◆ Exercise brief ◆
Transcribe each line of the entries below exactly, leaving out the pictures.
★ ★ ★ ★ ★ ★ ★
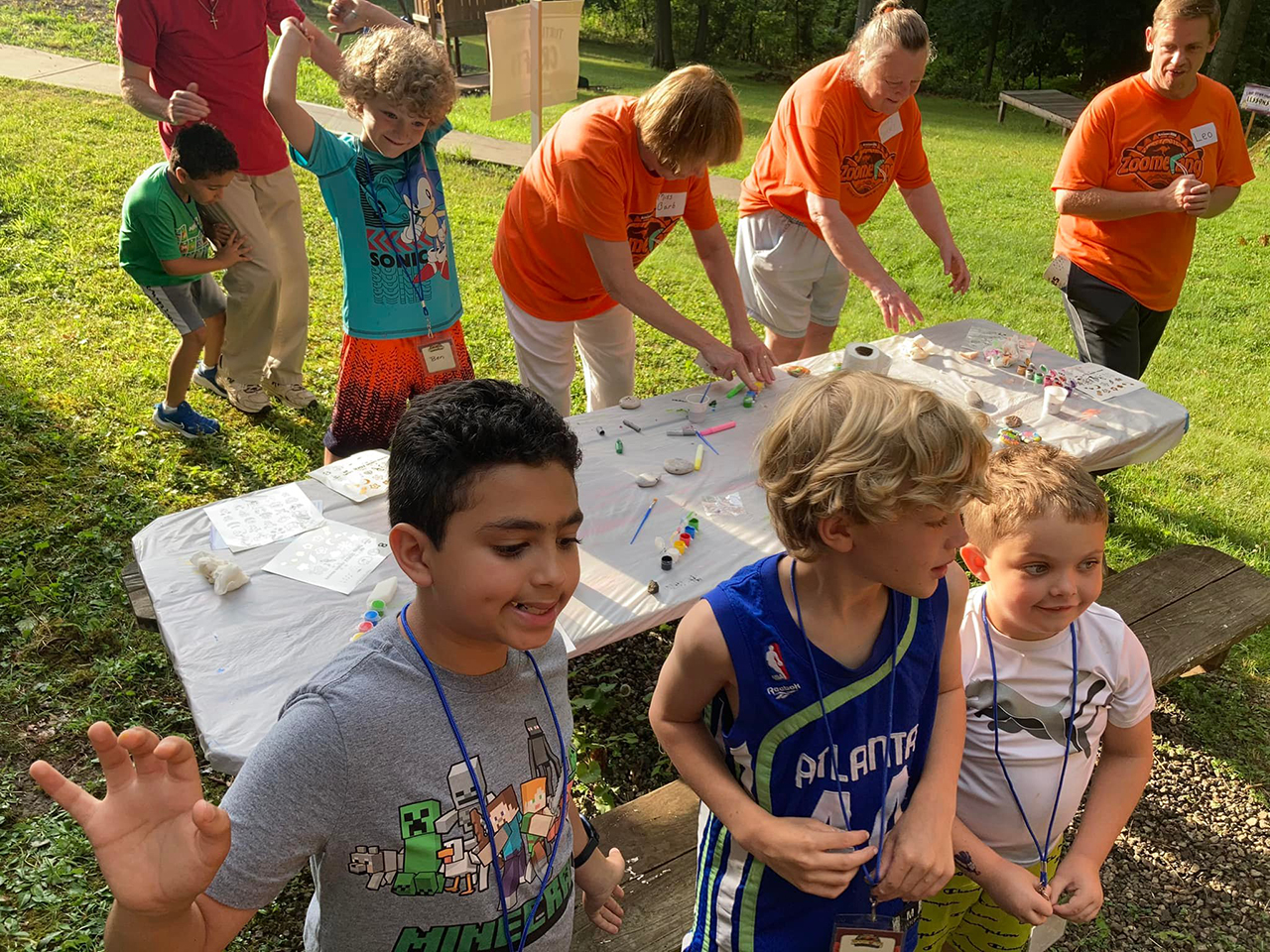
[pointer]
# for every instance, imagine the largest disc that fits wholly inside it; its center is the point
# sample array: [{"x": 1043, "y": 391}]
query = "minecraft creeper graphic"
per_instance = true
[{"x": 422, "y": 861}]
★ ★ ★ ★ ★ ★ ★
◆ Response to this task ◆
[pointer]
# for every instance, imagine the largest disc that fits wholly inside it; its center is the point
# sample array: [{"x": 1043, "y": 391}]
query = "minecraft creeper graphic"
per_instance = true
[{"x": 422, "y": 861}]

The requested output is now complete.